** Page extract **
------------------------------
What an incredible gift it is to experience family. In the time that I have spent here with Cathrin, her mother Maria, and brother Andre I have never once felt like an unwelcome stranger. Rather, I have been welcomed as though a member of their family and they have shown consistent interest in knowing about my friends and family in Phoenix. Last night the four of us ate dinner together as we have many times since my arrival and I was reminded of the joy of that experience. It is such a wonderful way to end the day to be able to sit with others who care about you and share about your life and to hear about their lives also.

It is so easy the way societies operate today to neglect this type of connection with others. Families around the world now have traded intimacy for television, or a microwaveable dinner, or staying busy around the clock, or sometimes people have so little interest in the lives of others that this type of interaction sounds like torture. It is no wonder now that millions of young people, single adults, and even married people now have no idea how to really connect with other people. Many have never had the opportunity to share a meal and truly connect with those around them. They are instead limited to trying to connect by talking about the weather, or movies they recently watched, or the size of their car's chassis, or a whole host of other essentially meaningless topics. Long term connnections are not built on conversations about such things but only when the truth of people's hearts and lives are shared.
------------------------------
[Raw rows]
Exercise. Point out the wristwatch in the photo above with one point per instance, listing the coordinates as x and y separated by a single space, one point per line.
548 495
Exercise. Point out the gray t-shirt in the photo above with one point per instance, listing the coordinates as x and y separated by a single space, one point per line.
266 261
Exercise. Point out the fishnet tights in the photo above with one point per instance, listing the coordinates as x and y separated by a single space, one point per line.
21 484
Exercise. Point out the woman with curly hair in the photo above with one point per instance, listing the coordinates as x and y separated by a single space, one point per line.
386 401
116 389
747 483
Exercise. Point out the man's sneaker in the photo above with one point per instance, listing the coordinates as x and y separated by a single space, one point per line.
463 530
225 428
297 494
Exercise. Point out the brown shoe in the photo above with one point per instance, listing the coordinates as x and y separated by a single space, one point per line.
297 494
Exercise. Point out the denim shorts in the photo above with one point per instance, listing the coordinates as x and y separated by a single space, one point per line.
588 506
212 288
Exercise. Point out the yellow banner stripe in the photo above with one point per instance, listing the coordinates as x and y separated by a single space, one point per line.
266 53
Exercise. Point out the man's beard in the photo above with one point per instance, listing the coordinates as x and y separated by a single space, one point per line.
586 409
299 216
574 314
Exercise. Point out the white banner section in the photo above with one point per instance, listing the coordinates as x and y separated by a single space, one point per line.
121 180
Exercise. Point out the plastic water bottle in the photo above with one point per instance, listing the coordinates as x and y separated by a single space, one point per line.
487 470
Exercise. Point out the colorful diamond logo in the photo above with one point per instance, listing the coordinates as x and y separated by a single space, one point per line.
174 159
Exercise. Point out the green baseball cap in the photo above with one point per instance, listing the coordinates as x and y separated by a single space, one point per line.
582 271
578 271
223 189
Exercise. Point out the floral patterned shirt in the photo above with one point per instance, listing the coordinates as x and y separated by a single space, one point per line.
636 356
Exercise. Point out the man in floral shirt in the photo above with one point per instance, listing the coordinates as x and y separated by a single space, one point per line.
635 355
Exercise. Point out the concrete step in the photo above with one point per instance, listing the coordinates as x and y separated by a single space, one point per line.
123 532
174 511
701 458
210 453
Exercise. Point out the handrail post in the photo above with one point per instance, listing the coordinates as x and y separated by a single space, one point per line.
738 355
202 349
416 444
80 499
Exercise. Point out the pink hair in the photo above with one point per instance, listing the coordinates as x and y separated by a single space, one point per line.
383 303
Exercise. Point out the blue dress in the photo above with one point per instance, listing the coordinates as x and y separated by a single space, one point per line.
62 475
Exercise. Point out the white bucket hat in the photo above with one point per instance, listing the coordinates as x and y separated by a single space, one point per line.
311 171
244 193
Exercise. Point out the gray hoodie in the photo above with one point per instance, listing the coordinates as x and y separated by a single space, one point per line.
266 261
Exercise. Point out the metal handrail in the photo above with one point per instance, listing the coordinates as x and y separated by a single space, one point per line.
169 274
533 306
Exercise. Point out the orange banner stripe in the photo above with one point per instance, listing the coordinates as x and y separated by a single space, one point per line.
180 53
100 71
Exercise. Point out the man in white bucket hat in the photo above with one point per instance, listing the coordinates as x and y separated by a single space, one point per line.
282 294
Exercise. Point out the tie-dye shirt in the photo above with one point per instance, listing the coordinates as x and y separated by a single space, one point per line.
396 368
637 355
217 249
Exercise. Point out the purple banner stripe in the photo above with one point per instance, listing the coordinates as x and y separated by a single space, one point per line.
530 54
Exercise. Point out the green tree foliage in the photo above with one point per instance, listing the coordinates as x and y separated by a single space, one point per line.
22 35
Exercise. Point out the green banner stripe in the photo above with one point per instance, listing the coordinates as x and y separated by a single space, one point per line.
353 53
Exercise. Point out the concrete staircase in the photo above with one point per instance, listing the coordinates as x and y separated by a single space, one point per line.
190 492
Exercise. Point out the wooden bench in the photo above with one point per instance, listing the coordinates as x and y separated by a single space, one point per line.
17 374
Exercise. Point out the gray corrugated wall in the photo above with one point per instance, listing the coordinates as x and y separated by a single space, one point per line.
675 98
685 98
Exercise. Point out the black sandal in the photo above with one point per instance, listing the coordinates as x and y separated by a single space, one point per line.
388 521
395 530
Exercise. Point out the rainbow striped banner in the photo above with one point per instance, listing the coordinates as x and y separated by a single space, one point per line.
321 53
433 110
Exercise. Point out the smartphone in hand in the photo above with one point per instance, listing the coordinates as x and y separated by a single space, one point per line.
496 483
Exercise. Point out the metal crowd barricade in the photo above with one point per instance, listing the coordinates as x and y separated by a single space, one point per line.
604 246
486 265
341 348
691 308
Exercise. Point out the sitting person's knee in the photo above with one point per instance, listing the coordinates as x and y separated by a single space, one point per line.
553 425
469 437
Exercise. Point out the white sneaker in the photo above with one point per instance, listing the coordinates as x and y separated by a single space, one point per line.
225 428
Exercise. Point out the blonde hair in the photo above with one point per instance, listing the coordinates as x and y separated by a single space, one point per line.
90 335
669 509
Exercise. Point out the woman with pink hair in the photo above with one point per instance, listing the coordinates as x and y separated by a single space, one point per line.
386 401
------------------------------
** Goals **
(a) According to the piece on family dinners, where do the writer's friends and family live?
(b) Collect every line from the rows above that contains the word "concrete".

** Responses by task **
(a) In Phoenix.

(b)
Exercise. Point out the concrete step in the photo above with one point per instance, listing the coordinates as x and y separated by a single space, one point per line.
Exercise. Point out the concrete staircase in the photo above with one point per instance, listing the coordinates as x and y separated by a single space, one point per line.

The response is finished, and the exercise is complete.